◆ WHAT NEEDS TO BE DONE ◆
Would you return the complete listing below word for word?

◆ LISTING ◆
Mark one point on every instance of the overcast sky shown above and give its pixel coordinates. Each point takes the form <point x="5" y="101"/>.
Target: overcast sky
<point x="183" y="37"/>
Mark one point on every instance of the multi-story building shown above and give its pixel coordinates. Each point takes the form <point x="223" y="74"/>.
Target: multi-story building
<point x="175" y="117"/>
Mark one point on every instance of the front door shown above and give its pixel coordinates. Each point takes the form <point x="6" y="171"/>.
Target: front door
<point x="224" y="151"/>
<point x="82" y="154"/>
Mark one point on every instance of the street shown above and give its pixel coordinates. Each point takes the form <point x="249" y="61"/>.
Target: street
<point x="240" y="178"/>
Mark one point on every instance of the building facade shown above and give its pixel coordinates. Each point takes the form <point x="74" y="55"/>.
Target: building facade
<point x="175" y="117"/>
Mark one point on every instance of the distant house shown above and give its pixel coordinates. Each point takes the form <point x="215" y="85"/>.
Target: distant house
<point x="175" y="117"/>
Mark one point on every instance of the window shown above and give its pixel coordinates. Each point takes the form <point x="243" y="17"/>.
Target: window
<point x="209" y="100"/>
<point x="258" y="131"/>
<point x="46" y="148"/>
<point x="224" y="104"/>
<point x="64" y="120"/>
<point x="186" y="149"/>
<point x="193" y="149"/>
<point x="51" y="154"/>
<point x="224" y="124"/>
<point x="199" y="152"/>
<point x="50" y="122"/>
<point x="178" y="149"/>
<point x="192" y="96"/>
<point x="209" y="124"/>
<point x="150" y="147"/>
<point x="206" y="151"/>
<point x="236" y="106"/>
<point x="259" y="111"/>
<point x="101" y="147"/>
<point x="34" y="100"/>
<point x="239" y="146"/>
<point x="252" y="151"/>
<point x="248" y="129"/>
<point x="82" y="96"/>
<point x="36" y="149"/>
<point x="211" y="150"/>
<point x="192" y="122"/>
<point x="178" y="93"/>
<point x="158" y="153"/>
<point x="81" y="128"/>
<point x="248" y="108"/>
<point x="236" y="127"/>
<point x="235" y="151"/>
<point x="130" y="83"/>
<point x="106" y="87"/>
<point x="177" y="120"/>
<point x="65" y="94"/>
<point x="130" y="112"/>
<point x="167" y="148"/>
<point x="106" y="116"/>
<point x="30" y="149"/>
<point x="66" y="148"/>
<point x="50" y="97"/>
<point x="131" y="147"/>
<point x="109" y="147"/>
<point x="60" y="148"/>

◆ ANSWER ◆
Mark one point on every instance of the overcast sky shown above and give its pixel coordinates. Each point takes the form <point x="5" y="101"/>.
Target: overcast sky
<point x="183" y="37"/>
Mark one point on every instance of the multi-story building shown above and give its pixel coordinates. Each point takes the form <point x="223" y="74"/>.
Target: multi-story building
<point x="175" y="117"/>
Mark one point on every instance of the front door shown above and give its pixel coordinates. Each point takes the form <point x="6" y="171"/>.
Target: front door
<point x="224" y="151"/>
<point x="82" y="154"/>
Mark one point on every instance of the street shown above and give its pixel coordinates. Each point takes the form <point x="249" y="61"/>.
Target: street
<point x="240" y="178"/>
Mark one point on every instance of the building facade shown above and give its pixel coordinates. Each point takes the form <point x="74" y="55"/>.
Target: building facade
<point x="175" y="117"/>
Mark one point on every instance of the distant house shown above and give its pixel coordinates. Each point takes the form <point x="215" y="85"/>.
Target: distant house
<point x="175" y="117"/>
Mark one point on every instance of the window shown above and give its pixel coordinates. Each point takes the form <point x="243" y="17"/>.
Target: window
<point x="209" y="100"/>
<point x="258" y="131"/>
<point x="46" y="148"/>
<point x="224" y="104"/>
<point x="64" y="120"/>
<point x="186" y="149"/>
<point x="193" y="149"/>
<point x="51" y="154"/>
<point x="224" y="124"/>
<point x="199" y="152"/>
<point x="50" y="122"/>
<point x="178" y="149"/>
<point x="192" y="96"/>
<point x="209" y="124"/>
<point x="150" y="147"/>
<point x="206" y="151"/>
<point x="236" y="106"/>
<point x="259" y="111"/>
<point x="101" y="147"/>
<point x="34" y="100"/>
<point x="239" y="146"/>
<point x="252" y="151"/>
<point x="248" y="129"/>
<point x="82" y="96"/>
<point x="36" y="149"/>
<point x="211" y="150"/>
<point x="192" y="122"/>
<point x="178" y="93"/>
<point x="158" y="153"/>
<point x="81" y="128"/>
<point x="248" y="108"/>
<point x="236" y="127"/>
<point x="235" y="151"/>
<point x="130" y="83"/>
<point x="106" y="87"/>
<point x="177" y="120"/>
<point x="65" y="94"/>
<point x="130" y="112"/>
<point x="167" y="148"/>
<point x="106" y="116"/>
<point x="30" y="149"/>
<point x="66" y="148"/>
<point x="50" y="97"/>
<point x="131" y="147"/>
<point x="109" y="147"/>
<point x="60" y="148"/>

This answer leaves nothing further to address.